• _What needs to be done_
Beginning with the line where "TARGET = car roof" appears, retype every remaining line of the data below, both the first and last included.

------------------------------------

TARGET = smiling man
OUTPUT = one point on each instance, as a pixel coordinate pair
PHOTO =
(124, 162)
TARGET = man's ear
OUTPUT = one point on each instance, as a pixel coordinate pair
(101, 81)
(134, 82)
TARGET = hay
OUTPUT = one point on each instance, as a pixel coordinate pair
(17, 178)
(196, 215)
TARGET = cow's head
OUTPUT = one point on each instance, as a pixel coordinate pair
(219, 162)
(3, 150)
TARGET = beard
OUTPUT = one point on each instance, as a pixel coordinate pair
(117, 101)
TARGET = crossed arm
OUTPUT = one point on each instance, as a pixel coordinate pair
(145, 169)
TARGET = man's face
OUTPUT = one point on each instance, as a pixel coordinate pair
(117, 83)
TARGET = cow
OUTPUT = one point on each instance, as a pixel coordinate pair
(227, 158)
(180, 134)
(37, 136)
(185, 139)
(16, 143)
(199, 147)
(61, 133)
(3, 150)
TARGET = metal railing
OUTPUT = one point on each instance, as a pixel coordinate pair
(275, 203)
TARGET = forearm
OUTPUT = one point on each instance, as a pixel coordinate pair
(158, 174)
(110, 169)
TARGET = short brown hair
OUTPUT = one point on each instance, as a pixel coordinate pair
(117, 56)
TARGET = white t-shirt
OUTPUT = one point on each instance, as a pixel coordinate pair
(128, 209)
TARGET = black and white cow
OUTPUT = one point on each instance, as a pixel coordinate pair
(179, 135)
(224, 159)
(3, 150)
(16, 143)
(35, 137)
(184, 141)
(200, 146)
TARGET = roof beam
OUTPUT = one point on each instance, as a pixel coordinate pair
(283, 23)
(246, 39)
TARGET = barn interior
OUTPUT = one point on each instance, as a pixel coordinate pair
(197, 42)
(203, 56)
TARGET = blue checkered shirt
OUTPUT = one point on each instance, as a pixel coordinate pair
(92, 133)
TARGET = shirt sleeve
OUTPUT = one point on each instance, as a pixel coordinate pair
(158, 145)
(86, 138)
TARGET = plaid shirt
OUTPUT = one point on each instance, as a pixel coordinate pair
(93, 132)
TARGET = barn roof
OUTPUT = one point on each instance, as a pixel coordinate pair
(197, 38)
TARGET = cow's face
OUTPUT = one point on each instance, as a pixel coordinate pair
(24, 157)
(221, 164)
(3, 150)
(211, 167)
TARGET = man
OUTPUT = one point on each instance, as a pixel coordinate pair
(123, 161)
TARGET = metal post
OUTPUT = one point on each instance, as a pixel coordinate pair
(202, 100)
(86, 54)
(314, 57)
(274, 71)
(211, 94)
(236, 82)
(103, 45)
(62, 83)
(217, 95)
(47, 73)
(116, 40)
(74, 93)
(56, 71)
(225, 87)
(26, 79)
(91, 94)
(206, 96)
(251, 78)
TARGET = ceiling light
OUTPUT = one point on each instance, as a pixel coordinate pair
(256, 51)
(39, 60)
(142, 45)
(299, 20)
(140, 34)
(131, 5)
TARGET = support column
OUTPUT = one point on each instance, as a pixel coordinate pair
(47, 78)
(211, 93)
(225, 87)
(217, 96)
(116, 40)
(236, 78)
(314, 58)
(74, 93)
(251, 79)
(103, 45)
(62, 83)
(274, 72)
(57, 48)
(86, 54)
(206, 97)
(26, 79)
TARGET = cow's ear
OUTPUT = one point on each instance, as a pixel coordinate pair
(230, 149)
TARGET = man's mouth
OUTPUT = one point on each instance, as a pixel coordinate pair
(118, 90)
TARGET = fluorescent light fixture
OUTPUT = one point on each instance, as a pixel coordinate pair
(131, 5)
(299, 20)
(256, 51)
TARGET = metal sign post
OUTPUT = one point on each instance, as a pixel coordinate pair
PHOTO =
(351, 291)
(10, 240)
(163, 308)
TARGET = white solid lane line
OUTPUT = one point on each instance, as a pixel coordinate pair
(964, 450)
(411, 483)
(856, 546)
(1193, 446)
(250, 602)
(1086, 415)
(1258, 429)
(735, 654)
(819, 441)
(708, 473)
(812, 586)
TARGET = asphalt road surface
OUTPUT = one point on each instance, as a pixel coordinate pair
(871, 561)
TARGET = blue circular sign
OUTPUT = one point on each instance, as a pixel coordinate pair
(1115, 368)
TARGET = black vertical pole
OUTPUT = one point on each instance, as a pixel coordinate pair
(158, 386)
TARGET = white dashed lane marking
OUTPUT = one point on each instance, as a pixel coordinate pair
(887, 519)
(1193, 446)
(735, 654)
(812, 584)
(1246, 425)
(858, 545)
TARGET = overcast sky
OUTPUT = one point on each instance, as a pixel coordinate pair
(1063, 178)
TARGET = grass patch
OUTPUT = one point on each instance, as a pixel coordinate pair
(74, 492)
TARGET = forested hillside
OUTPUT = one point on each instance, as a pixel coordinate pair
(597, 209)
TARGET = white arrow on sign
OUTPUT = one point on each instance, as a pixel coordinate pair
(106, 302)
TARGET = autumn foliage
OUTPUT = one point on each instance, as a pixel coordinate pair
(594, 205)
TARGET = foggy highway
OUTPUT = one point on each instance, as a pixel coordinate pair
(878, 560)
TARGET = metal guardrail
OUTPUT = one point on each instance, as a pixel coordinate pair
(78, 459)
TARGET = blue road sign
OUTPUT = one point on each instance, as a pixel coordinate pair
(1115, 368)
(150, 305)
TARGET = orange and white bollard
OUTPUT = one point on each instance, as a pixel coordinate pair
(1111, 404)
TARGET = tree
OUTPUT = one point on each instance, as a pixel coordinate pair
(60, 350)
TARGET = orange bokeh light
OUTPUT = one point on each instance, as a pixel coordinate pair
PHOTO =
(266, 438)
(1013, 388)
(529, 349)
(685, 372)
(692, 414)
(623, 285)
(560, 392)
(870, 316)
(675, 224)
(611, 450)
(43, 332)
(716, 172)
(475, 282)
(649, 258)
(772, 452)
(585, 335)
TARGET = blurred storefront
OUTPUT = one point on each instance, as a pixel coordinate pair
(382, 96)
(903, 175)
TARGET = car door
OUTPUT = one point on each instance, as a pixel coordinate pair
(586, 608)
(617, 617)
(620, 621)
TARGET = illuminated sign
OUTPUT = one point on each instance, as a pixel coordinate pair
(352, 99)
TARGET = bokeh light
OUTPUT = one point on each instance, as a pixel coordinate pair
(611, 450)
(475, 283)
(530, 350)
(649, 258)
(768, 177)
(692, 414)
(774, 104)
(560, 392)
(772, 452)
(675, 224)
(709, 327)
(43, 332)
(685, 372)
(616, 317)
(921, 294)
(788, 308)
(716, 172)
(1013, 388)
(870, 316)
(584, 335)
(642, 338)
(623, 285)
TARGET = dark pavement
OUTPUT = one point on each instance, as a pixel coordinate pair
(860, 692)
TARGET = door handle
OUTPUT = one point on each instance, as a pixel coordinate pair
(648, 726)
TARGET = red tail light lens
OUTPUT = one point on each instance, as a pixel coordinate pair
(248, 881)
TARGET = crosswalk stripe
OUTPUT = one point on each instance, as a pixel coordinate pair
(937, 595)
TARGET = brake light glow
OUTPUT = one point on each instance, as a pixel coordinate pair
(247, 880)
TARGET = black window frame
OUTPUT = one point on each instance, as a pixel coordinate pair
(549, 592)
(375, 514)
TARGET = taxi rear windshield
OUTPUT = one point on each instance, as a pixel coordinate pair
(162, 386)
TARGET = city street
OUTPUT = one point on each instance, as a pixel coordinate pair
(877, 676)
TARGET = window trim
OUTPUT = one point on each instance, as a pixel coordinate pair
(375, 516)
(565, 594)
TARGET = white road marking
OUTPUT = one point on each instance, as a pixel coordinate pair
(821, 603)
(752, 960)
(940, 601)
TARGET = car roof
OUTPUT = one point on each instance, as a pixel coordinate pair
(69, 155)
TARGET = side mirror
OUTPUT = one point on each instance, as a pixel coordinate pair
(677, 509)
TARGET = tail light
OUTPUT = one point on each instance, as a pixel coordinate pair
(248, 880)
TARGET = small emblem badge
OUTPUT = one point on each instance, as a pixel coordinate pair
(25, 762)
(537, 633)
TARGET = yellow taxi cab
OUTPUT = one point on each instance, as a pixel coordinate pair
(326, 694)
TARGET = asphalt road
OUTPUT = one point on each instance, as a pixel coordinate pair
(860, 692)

------------------------------------

• _The reply_
TARGET = car roof
OUTPUT = one point on each instance, as a pixel coordinate pair
(69, 155)
TARGET = side mirror
OUTPUT = one point on each instance, as a pixel coordinate pair
(677, 509)
TARGET = tail light
OUTPUT = one point on each instance, as a pixel coordinate pair
(248, 880)
TARGET = small emblem badge
OUTPUT = one point on each instance, as a pixel coordinate pair
(25, 762)
(537, 633)
TARGET = yellow taxi cab
OUTPUT = one point on each instance, as a pixel coordinate pair
(326, 694)
TARGET = asphalt road
OUTPUT = one point on each instance, as a pixel coordinate pair
(860, 692)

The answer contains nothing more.